[Named object pointing entries]
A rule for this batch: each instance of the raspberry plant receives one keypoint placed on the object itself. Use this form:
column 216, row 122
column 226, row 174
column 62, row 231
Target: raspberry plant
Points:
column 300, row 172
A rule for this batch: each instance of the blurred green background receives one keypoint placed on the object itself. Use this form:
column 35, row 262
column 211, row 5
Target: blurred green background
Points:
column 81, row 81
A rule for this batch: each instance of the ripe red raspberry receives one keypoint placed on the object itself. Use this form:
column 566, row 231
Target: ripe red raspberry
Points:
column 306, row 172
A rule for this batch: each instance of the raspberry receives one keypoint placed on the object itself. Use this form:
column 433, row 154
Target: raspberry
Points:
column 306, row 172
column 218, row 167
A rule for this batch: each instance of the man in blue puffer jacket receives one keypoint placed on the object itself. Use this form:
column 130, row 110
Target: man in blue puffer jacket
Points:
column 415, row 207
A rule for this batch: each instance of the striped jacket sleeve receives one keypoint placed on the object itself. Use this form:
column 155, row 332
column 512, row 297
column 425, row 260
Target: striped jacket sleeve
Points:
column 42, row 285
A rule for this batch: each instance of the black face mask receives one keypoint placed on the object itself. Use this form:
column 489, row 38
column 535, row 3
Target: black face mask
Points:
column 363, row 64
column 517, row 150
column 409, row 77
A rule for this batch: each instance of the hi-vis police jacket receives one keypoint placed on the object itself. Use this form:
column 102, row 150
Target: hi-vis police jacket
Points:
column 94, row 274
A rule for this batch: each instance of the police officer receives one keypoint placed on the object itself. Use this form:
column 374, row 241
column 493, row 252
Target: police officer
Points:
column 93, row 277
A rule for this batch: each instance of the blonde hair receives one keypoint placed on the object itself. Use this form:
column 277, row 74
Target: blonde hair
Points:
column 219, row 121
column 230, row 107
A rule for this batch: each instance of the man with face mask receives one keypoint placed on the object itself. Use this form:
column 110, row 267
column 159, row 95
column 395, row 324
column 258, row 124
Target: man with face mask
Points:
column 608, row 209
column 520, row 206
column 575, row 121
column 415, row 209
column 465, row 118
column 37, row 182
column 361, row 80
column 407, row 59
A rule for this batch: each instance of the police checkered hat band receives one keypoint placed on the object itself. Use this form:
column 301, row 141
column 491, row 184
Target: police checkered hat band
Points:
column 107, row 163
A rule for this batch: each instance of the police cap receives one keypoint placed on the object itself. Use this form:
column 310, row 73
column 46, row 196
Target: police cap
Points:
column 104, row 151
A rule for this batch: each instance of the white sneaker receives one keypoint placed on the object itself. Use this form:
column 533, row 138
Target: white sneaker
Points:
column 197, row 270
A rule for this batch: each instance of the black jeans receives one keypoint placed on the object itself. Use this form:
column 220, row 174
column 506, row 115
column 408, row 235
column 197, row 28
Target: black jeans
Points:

Work required: Nothing but the lines from the one with "A rule for this batch: each instance of the man with" through the last line should be repeated, each exactly as it stands.

Final answer:
A rule for this batch: each instance of the man with face mask receives one keypoint placed on the object itself. Use this form:
column 110, row 267
column 159, row 95
column 395, row 324
column 258, row 124
Target: man with face mask
Points:
column 608, row 209
column 520, row 206
column 575, row 121
column 415, row 209
column 465, row 118
column 37, row 182
column 361, row 80
column 407, row 59
A rule for this batch: each instance of the police checkered hat band receives one keypoint placed on the object itself. Use this form:
column 301, row 141
column 491, row 184
Target: police checkered hat band
Points:
column 107, row 163
A rule for this batch: each instance of the police cap receives one keypoint placed on the object itself. Use this form:
column 310, row 73
column 46, row 196
Target: police cap
Points:
column 104, row 151
A rule for this batch: each instance of the white sneaker receives one keypoint placed on the object itself. Use this form:
column 533, row 138
Target: white sneaker
Points:
column 197, row 270
A rule for this batch: each instance of the black jeans receives one keypoint placed on the object itself. Use this form:
column 220, row 174
column 506, row 115
column 408, row 235
column 197, row 28
Target: black jeans
Points:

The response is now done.